- _TEXT SEGMENT_
2 Comments

  1. Don Cheke
    11 March 2026 @ 5:00 pm

    A 10,000-piece puzzle – that is quite the puzzle!

    My biggest missing piece came when my father killed himself at the age of 47. I was 25 at the time and well into my own recovery, but I remember clearly feeling the finality of what he had done. There would never be any recovery on his part, and there would never again be the possibility of a better relationship with him. Although he was already out of our lives for the most part, there was always that little bit of hope. No more…. I occasionally think about that missing piece and wonder how things might have been different had he lived, but as stated, it would forever remain a missing piece.

    I liked the blending of the puzzle pieces. Instead of a sharp edge with nothing in the missing piece space it is blurred, indicating that it has some memory or hint of what the missing piece should be. That is like my example about – although he is gone, there is the memory of what was, and maybe should or could have been. Like you said, it holds and honors the feelings.

    When you asked about what the shape of our piece would be, I thought that mine would change, depending on my state of mind at the time. Sharp and spiky at times when I feel cheated, smooth and gentle when I am feeling empathetic, gentle, and grateful – not for his death, but for my own recovery and the road that I took, so unlike his. Colors too, would reflect the feelings at the time.

    A great piece, Suhail! That is the art and the blog post.

    Reply

    • Suhail
      12 March 2026 @ 11:05 am

      Thank you for trusting this post and this space with something so personal and so significant. What you have shared takes real courage and I am genuinely moved that the writing reached you in the way it did.

      What you describe is one of the most painful kinds of missing piece there is. Not just a loss, but the closing of a door that could never now be opened. The end of possibility. That particular grief, the loss of what might have been, alongside the loss of what was, is something very few people speak about honestly. You have described it with extraordinary clarity and honesty.

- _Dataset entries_
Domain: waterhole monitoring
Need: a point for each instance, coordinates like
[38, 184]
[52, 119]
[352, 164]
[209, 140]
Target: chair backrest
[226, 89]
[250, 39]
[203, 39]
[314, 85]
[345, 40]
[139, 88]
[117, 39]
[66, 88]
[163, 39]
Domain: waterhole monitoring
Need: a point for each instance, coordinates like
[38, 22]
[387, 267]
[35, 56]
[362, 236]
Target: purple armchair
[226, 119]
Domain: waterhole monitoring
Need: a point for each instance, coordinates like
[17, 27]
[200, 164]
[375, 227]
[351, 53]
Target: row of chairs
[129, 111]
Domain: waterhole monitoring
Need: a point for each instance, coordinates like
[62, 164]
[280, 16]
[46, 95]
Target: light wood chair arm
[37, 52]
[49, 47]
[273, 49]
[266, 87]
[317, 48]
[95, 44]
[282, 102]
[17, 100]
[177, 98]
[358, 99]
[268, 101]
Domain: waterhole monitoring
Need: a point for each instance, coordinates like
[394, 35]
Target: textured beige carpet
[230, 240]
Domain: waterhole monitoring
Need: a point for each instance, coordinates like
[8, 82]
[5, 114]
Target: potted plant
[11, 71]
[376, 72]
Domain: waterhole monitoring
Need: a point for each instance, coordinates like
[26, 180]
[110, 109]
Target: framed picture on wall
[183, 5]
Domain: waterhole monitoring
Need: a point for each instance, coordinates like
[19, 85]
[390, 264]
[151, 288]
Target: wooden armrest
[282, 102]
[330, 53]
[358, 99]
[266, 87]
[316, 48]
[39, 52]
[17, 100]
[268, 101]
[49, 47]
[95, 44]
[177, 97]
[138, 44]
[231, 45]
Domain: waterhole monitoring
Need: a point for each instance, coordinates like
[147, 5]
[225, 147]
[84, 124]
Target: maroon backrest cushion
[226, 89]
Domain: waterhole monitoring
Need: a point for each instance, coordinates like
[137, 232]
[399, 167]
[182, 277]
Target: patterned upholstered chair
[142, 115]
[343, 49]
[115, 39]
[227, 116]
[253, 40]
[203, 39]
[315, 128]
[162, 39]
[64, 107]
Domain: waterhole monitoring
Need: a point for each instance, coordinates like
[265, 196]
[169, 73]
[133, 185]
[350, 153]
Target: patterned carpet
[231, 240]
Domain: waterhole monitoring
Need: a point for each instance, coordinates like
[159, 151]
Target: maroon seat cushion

- _WORK INSTRUCTIONS_
a – In the comment thread, shorten the paragraph beginning "When you asked about what the shape of our piece would be" into a short list that keeps its main facts.
b – Answer these questions using the comment thread:
(i) How old was Don Cheke's father when he killed himself?
(ii) In the puzzle, what replaces a sharp edge around the missing piece space?
(iii) On what date did Suhail reply?
c – Extend the comment thread by continuing Suhail's reply after its last sentence.
The records have nothing to do with the comment thread.

- _RESPONSES_
a –
- The commenter thinks the shape of their piece would change with their state of mind.
- It would be sharp and spiky when they feel cheated.
- It would be smooth and gentle when they feel empathetic, gentle and grateful. The gratitude is not for the father's death but for the commenter's own recovery and the very different road they took.
- The colors would also reflect the feelings of the moment.

b –
(i) 47
(ii) The pieces are blurred, or blended.
(iii) 12 March 2026

c –
      What you said about the blurred edges in the painting stopped me. You understood immediately and instinctively, exactly what those softened outlines were trying to hold, the memory of what was there, the hint of what could have been, the refusal to let the gap be simply empty. That is a more precise reading of the painting than I could have written myself. You felt it directly, without translation. That is everything I hope for when someone looks at this work.

      And your observation about the shape of your missing piece, that it changes depending on your state of mind, is deeply perceptive. Sharp and spiky when you feel cheated. Smooth and gentle when you feel empathetic and grateful. That is not just a response to a blog post. That is a profound piece of self-knowledge. It also says something true about all missing pieces, I think that they are not fixed objects. They are living things. They shift with us as we move through time and feeling.

      It still surprises me, if I am honest, how such a simple missing jigsaw piece can carry. This is a short post and yet the humble jigsaw puzzle, something most of us have sat with on a quiet afternoon, opens a door to some of the most profound experiences a person can have.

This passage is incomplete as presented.